___ Supplied records

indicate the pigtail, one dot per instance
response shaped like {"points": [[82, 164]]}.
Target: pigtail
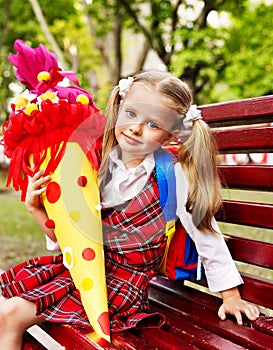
{"points": [[198, 158], [109, 139]]}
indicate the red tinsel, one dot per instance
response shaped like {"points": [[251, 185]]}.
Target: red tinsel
{"points": [[49, 130]]}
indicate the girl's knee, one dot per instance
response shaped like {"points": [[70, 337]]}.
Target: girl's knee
{"points": [[12, 312]]}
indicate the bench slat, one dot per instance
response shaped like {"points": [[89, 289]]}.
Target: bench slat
{"points": [[258, 177], [245, 140], [252, 110], [245, 213], [202, 338], [251, 251], [180, 302], [257, 290]]}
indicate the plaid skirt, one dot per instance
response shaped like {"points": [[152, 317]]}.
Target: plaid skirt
{"points": [[134, 238]]}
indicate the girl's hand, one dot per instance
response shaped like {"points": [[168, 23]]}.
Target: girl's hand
{"points": [[36, 187], [234, 305]]}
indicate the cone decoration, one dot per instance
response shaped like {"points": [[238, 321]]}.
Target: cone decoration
{"points": [[59, 129]]}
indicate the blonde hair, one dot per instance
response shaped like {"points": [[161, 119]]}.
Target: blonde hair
{"points": [[197, 155]]}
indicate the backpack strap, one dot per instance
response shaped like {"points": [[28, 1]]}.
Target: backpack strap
{"points": [[167, 196], [166, 183], [164, 165]]}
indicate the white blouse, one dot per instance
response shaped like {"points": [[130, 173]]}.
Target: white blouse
{"points": [[220, 269]]}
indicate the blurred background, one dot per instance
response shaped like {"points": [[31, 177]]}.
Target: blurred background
{"points": [[223, 49]]}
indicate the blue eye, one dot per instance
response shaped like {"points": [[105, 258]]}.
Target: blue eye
{"points": [[153, 125], [131, 114]]}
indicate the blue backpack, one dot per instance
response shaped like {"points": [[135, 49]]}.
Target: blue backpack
{"points": [[181, 259]]}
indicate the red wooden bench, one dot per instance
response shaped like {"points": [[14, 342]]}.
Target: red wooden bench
{"points": [[192, 322]]}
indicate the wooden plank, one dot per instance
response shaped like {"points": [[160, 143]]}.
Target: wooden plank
{"points": [[251, 251], [246, 213], [253, 177], [29, 343], [252, 110], [184, 306], [257, 290], [73, 338], [200, 337], [245, 140]]}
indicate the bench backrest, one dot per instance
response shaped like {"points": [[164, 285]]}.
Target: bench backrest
{"points": [[243, 127]]}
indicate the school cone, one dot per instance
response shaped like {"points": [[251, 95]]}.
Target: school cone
{"points": [[58, 127], [72, 202]]}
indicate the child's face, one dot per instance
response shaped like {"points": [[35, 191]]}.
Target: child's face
{"points": [[143, 125]]}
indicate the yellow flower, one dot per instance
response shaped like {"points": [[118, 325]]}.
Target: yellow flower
{"points": [[43, 76], [20, 101], [49, 95], [83, 99], [30, 108]]}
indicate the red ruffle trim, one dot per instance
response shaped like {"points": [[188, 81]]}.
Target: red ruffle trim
{"points": [[49, 130]]}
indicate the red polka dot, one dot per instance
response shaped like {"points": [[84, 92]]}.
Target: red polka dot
{"points": [[103, 320], [82, 181], [53, 192], [50, 223], [88, 254]]}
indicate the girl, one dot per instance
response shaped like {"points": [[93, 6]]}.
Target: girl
{"points": [[144, 113]]}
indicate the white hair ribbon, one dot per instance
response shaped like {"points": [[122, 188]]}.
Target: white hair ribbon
{"points": [[192, 115], [124, 85]]}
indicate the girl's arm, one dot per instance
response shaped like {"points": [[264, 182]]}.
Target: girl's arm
{"points": [[234, 305], [36, 187]]}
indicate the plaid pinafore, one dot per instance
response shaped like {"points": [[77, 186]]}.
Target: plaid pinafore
{"points": [[134, 236]]}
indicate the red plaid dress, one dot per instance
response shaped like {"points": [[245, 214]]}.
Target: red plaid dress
{"points": [[134, 237]]}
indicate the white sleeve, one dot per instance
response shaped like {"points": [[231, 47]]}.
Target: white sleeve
{"points": [[220, 269], [50, 245]]}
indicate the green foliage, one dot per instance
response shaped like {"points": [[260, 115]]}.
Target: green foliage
{"points": [[250, 54], [220, 62]]}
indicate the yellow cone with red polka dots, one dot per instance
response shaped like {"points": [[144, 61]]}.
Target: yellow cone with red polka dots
{"points": [[72, 202]]}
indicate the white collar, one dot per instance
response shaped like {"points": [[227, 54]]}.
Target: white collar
{"points": [[148, 162]]}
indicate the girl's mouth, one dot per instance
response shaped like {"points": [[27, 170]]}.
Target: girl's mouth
{"points": [[131, 140]]}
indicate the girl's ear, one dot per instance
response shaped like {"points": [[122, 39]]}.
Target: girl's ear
{"points": [[172, 137]]}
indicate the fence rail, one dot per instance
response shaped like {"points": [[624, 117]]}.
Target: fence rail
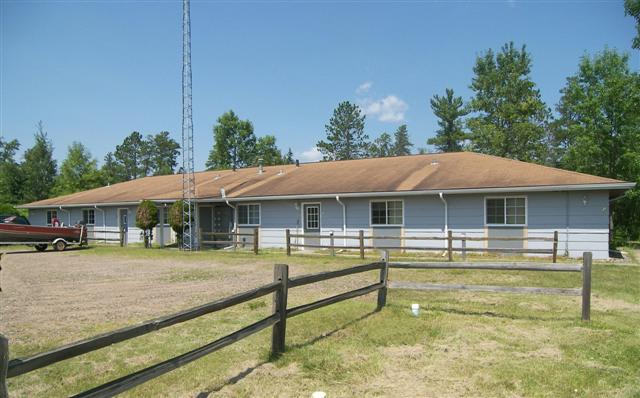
{"points": [[231, 238], [279, 288], [449, 239]]}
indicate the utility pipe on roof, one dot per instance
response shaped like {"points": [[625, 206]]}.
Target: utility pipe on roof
{"points": [[235, 213], [446, 213], [68, 215], [344, 220]]}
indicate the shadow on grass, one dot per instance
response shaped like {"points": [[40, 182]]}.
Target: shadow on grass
{"points": [[491, 314], [32, 250], [240, 376]]}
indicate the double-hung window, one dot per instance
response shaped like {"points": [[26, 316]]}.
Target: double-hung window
{"points": [[387, 212], [249, 214], [506, 211], [89, 216]]}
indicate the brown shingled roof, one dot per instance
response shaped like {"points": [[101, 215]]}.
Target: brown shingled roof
{"points": [[444, 171]]}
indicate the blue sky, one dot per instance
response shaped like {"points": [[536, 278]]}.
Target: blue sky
{"points": [[94, 71]]}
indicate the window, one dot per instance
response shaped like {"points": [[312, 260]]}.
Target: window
{"points": [[388, 212], [51, 214], [89, 216], [506, 211], [165, 215], [312, 217], [249, 214]]}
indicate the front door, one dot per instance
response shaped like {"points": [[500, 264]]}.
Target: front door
{"points": [[311, 220], [123, 220]]}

______

Problem to solve
Rescale the lines from the one containing "indicate the shadow" through the end of the records, and reproduce them in full, requests included. Multiply every point coordinate in the answers by 1.85 and round to whole numbers, with halves rounding up. Leave the numbers in the requests and their format samples unchanged, and return only these lines.

Written solution
indicate the shadow on grass, one dot per instance
response shaped like {"points": [[40, 182]]}.
Target: shadow on grass
{"points": [[908, 581], [59, 463], [444, 696]]}
indicate the double-hung window, one dot per instance
response shaped like {"points": [[26, 316]]}.
Target: double-hung window
{"points": [[716, 392], [461, 396], [936, 390], [165, 400]]}
indicate the brown shingled roof, one dot per instance
response shaped like {"points": [[101, 215]]}.
Target: brown shingled roof
{"points": [[821, 316]]}
indicate the blue sky, one dot per instance
response shaped like {"points": [[536, 278]]}.
Target: blue sky
{"points": [[174, 131]]}
indicate the window, one dot per instance
response shaped like {"points": [[312, 260]]}.
Target: window
{"points": [[718, 392], [94, 396], [165, 400], [936, 390], [305, 398], [577, 401], [461, 396]]}
indicate the front door, one dot per instance
response shaped like {"points": [[500, 264]]}.
Target: front door
{"points": [[575, 407], [228, 407]]}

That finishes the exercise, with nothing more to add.